- _SELECTION_:
====================

Monday, 27 December 2010

Hot Pulse - Fitness DVD review

The Lovely Lucy Misch (pictured below right) sent me a DVD to review a while ago and I seem to have not found the time to actually watch the DVD so today, being a bank holiday, seemed the perfect time to try the new workout and write the review. Apologies to Lucy for taking so long.

Hot Pulse is a DVD claiming to be a "fierce new fitness workout", it is also described as "sassy, sexy and seriously addictive". The DVD must have been more addictive than I first thought as it felt like I had only done about 20 minutes of exercise but when  looked at the clock I had done the full hour and I hadn't actually done the entire DVD. As it was my first time trying this workout I certainly did get the sexy look achieved by Lucy and her team but hopefully I will get better with practice.

The DVD is cleverly split into sections so you can tailor the workout to your fitness needs focusing on different areas of the body or going for an overall beasting. The DVD has 8 energising routines designed to help you get fit and toned for 2011 and beyond, each routine has a sexy twist so not only can you keep fit but you can also pick up some sexy moves for the dance floor or the bedroom!

====================

- _DATA ROWS_:
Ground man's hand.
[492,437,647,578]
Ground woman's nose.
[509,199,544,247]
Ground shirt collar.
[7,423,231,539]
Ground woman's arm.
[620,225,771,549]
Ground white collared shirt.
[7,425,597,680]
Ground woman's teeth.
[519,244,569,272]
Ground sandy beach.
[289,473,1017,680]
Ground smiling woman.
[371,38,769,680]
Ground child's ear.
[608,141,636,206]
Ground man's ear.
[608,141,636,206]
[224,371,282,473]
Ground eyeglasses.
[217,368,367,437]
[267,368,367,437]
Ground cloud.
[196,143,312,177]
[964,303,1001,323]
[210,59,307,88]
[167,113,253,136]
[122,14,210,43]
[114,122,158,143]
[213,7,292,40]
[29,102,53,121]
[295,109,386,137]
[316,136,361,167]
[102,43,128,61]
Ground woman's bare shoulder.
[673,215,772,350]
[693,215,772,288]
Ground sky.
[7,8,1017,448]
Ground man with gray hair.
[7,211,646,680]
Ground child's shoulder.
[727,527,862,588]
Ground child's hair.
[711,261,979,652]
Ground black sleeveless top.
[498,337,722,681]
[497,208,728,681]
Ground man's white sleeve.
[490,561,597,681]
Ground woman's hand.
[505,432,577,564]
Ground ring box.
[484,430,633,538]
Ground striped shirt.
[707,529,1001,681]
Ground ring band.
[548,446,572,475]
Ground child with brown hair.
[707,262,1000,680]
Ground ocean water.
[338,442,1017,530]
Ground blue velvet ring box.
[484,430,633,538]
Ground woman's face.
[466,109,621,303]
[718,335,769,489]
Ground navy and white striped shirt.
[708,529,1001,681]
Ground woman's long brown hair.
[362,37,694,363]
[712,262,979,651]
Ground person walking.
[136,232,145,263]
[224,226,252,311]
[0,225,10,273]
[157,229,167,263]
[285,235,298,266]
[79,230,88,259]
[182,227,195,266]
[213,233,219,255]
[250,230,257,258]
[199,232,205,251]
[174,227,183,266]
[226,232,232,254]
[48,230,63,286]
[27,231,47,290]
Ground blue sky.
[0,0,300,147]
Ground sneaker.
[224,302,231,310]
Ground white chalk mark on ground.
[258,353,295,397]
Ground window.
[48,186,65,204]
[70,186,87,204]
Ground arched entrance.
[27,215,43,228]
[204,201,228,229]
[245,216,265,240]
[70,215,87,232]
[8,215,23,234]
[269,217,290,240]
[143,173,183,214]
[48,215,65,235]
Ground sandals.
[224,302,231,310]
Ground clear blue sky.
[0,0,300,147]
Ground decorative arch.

====================

- _EXERCISE OBJECTIVE_: Please summarize the Hot Pulse DVD review in two sentences.

- _COMPLETED EXERCISE_: Lucy Misch sent the reviewer the Hot Pulse fitness DVD, and when the reviewer finally tried it on a bank holiday, the workout proved so addictive that it felt like only about 20 minutes had passed when a full hour had gone by, and the DVD still wasn't finished. The DVD is split into sections so the workout can be tailored to different fitness needs, and each of its 8 energizing routines has a sexy twist, so viewers can keep fit while also picking up moves for the dance floor or the bedroom.